Aim :: Transcribe the lines of the records below verbatim, omitting the pictures from your answer.

[Excerpts from a pointing dataset]
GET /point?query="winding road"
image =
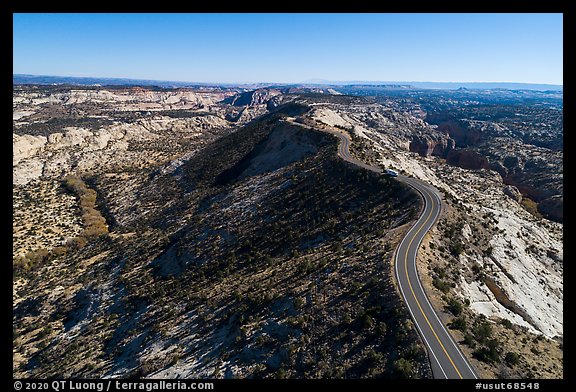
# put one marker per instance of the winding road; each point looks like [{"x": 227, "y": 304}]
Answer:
[{"x": 446, "y": 359}]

The solution ::
GET /point?query="winding road"
image =
# put one marker per instance of the winding road; each point looks like [{"x": 227, "y": 304}]
Answer:
[{"x": 446, "y": 359}]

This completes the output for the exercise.